■ **Supplied material**
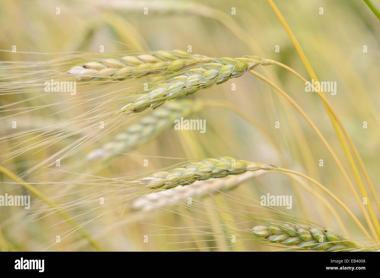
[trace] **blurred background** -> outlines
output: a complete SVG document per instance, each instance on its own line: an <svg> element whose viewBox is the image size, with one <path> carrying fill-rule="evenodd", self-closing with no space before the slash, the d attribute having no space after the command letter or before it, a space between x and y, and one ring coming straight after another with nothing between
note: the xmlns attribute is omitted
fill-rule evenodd
<svg viewBox="0 0 380 278"><path fill-rule="evenodd" d="M373 2L380 6L380 2ZM326 96L353 139L380 194L378 20L364 3L359 0L291 0L275 3L319 80L336 82L336 95L326 94ZM144 14L145 8L147 14ZM320 14L321 8L323 14ZM231 14L233 8L235 14ZM43 87L33 87L36 84L33 82L36 81L32 81L30 87L25 90L10 89L4 83L9 78L22 79L17 75L22 72L12 71L11 69L11 66L20 63L51 61L63 56L67 57L64 54L74 52L97 55L100 46L104 46L104 57L108 53L136 50L187 51L190 46L192 54L212 57L254 55L274 60L294 69L309 80L291 42L266 1L2 1L0 24L0 49L3 50L0 52L0 83L4 83L0 94L1 165L17 175L22 175L28 184L62 206L70 218L100 246L98 250L277 250L277 247L256 244L249 233L241 231L245 229L241 227L240 231L231 227L226 227L230 230L224 229L221 225L226 223L244 223L242 225L247 229L258 223L248 221L238 214L220 208L215 209L233 208L242 213L250 212L264 217L269 215L268 212L247 204L257 205L253 200L260 201L260 196L268 193L293 196L291 209L283 207L276 208L337 233L342 232L325 204L279 173L251 179L228 191L228 194L245 200L244 202L233 200L229 195L215 193L203 198L196 210L176 205L142 213L134 210L125 201L125 205L101 206L97 201L91 201L104 197L106 205L112 198L126 194L122 190L120 192L116 190L110 192L107 188L109 185L103 185L101 178L131 177L187 160L223 155L279 165L307 175L336 194L367 228L341 172L306 122L273 88L249 73L186 98L208 103L215 100L225 101L254 119L258 123L256 125L225 107L207 106L191 115L192 118L206 120L204 133L171 128L107 165L87 162L84 158L92 150L111 140L115 134L138 121L141 115L122 119L109 133L68 156L61 162L63 167L59 171L54 167L32 167L73 144L75 136L40 148L26 147L17 153L12 153L31 145L28 145L28 142L19 145L35 135L23 132L63 122L92 107L84 103L75 105L75 103L68 101L70 96L68 94L48 95ZM17 47L16 52L12 51L14 46ZM364 48L366 52L363 51ZM46 67L52 65L53 67L57 65L49 62ZM65 70L65 65L58 65L62 70ZM43 68L39 69L47 69ZM319 98L306 92L303 82L279 67L261 66L255 70L279 85L303 108L355 181ZM102 84L97 87L98 91L93 87L81 87L76 96L79 100L86 100L88 96L83 93L90 90L93 97L103 96L101 101L106 101L106 94L110 92L122 92L152 80L145 78L108 87ZM233 84L236 84L236 90L231 90ZM65 103L51 105L61 101ZM13 121L17 123L16 131L12 128ZM276 122L279 122L280 128L275 128ZM363 128L364 122L367 128ZM277 150L273 142L278 147ZM145 159L149 161L147 167L144 165ZM323 160L323 167L320 166L320 160ZM31 169L33 170L28 171ZM19 183L5 175L0 174L0 194L29 194ZM314 185L307 184L307 186L330 202L350 237L365 239L340 207ZM28 210L19 207L0 207L0 249L31 251L97 249L51 206L30 195L32 205ZM205 226L208 227L207 235L204 234L206 232L200 232L203 229L201 227ZM178 229L180 227L195 227ZM231 243L231 232L241 240ZM57 235L60 235L61 242L56 243ZM144 241L145 235L149 238L147 242Z"/></svg>

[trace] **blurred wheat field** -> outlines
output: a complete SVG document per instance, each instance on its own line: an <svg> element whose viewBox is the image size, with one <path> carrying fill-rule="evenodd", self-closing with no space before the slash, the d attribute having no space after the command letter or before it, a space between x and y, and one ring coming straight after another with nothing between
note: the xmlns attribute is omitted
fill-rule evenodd
<svg viewBox="0 0 380 278"><path fill-rule="evenodd" d="M275 2L315 76L335 84L320 94L364 171L328 106L287 70L313 79L271 1L2 2L0 196L30 206L0 206L0 250L303 249L294 225L314 227L310 241L344 237L316 250L376 249L378 20L358 0ZM47 91L55 81L75 93ZM204 132L178 130L181 117ZM206 164L205 179L187 179ZM268 194L291 208L262 205Z"/></svg>

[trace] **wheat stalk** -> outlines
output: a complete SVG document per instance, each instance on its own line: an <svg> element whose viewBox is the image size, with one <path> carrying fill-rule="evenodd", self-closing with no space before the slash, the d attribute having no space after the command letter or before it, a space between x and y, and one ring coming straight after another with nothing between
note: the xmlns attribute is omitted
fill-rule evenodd
<svg viewBox="0 0 380 278"><path fill-rule="evenodd" d="M358 243L348 240L329 229L270 222L265 224L266 226L254 227L252 232L272 242L328 251L352 250L363 247Z"/></svg>
<svg viewBox="0 0 380 278"><path fill-rule="evenodd" d="M125 152L143 144L174 125L174 120L196 112L201 107L197 102L187 100L168 103L142 117L124 132L117 134L112 141L90 152L86 159L91 161L109 158L116 153Z"/></svg>
<svg viewBox="0 0 380 278"><path fill-rule="evenodd" d="M178 185L193 183L197 180L222 178L229 175L238 175L247 171L265 169L268 167L263 163L222 156L219 158L209 158L189 162L180 167L167 171L155 172L150 177L136 181L150 188L167 190Z"/></svg>
<svg viewBox="0 0 380 278"><path fill-rule="evenodd" d="M150 107L156 108L168 100L193 93L201 89L239 77L259 65L266 64L266 60L256 56L217 59L211 63L182 71L165 83L137 93L140 95L123 107L122 110L127 113L138 113Z"/></svg>
<svg viewBox="0 0 380 278"><path fill-rule="evenodd" d="M220 178L210 178L207 180L195 182L189 186L177 186L167 190L154 192L134 201L132 207L141 211L151 211L180 204L191 197L202 199L215 193L229 190L253 177L263 174L263 171L247 172L241 175L230 175Z"/></svg>
<svg viewBox="0 0 380 278"><path fill-rule="evenodd" d="M74 66L66 73L81 81L126 79L176 72L205 59L207 58L205 56L193 55L178 49L158 51L120 58L92 60Z"/></svg>

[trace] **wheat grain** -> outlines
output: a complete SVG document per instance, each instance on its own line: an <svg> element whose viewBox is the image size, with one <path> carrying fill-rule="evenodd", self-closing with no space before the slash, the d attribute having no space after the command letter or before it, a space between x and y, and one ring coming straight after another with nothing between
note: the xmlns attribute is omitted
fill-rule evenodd
<svg viewBox="0 0 380 278"><path fill-rule="evenodd" d="M182 167L167 171L155 172L150 177L137 181L151 188L168 189L178 185L193 183L197 180L238 175L247 171L266 169L268 167L263 163L236 160L229 156L222 156L219 158L189 162Z"/></svg>
<svg viewBox="0 0 380 278"><path fill-rule="evenodd" d="M254 227L252 232L272 242L325 251L351 250L363 247L329 229L270 222L265 224Z"/></svg>
<svg viewBox="0 0 380 278"><path fill-rule="evenodd" d="M177 186L163 191L154 192L132 202L132 207L142 212L151 211L158 208L166 207L187 201L188 197L202 199L219 191L230 190L253 177L263 175L265 172L258 171L241 175L230 175L220 178L210 178L195 182L189 186Z"/></svg>
<svg viewBox="0 0 380 278"><path fill-rule="evenodd" d="M81 81L123 79L173 73L206 59L204 56L192 55L178 49L158 51L118 58L92 60L71 68L66 73Z"/></svg>
<svg viewBox="0 0 380 278"><path fill-rule="evenodd" d="M140 95L123 107L122 110L127 113L138 113L150 107L154 109L168 100L193 93L201 89L239 77L247 71L259 65L266 64L266 60L256 56L217 59L211 63L182 71L165 83L137 93Z"/></svg>
<svg viewBox="0 0 380 278"><path fill-rule="evenodd" d="M196 101L187 100L168 103L142 118L125 132L117 134L111 142L91 152L87 159L90 161L109 158L116 153L125 152L146 143L174 125L174 120L196 112L201 107Z"/></svg>

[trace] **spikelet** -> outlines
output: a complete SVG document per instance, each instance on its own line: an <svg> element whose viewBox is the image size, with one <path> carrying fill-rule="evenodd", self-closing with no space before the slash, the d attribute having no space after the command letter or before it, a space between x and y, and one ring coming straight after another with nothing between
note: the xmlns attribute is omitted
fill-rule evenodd
<svg viewBox="0 0 380 278"><path fill-rule="evenodd" d="M253 177L263 175L263 171L247 172L241 175L229 175L220 178L195 182L191 186L177 186L163 191L154 192L134 201L132 207L142 212L151 211L158 208L165 208L187 202L187 198L201 199L217 191L231 190Z"/></svg>
<svg viewBox="0 0 380 278"><path fill-rule="evenodd" d="M266 60L256 56L217 59L211 63L183 70L165 83L138 92L139 96L123 107L122 110L126 113L138 113L149 107L154 109L168 100L193 93L201 89L241 76L247 71L266 62Z"/></svg>
<svg viewBox="0 0 380 278"><path fill-rule="evenodd" d="M148 75L173 73L185 66L207 60L204 56L174 49L92 60L74 66L66 73L80 81L95 79L124 79Z"/></svg>
<svg viewBox="0 0 380 278"><path fill-rule="evenodd" d="M267 169L270 166L260 163L238 160L229 156L209 158L189 162L167 171L155 172L136 182L152 188L167 190L185 185L197 180L239 175L247 171Z"/></svg>
<svg viewBox="0 0 380 278"><path fill-rule="evenodd" d="M195 113L201 107L200 103L189 100L170 102L141 118L124 132L117 134L112 141L90 152L86 159L89 161L106 159L116 153L127 152L157 137L174 126L175 120Z"/></svg>
<svg viewBox="0 0 380 278"><path fill-rule="evenodd" d="M363 247L358 242L349 240L328 229L322 230L279 223L268 222L265 224L266 226L254 227L252 232L272 242L328 251L346 249L351 251Z"/></svg>

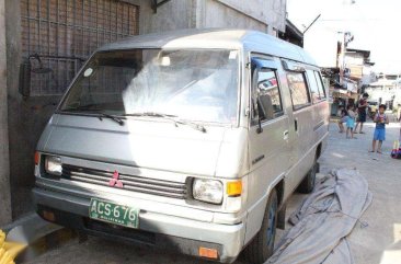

■ **Instruction**
Locate each line in the listing above that contains the word "blurred" and copy those lines.

■ **Solution**
[trace] **blurred background** -> outlines
[trace] **blurred wheat field** -> outlines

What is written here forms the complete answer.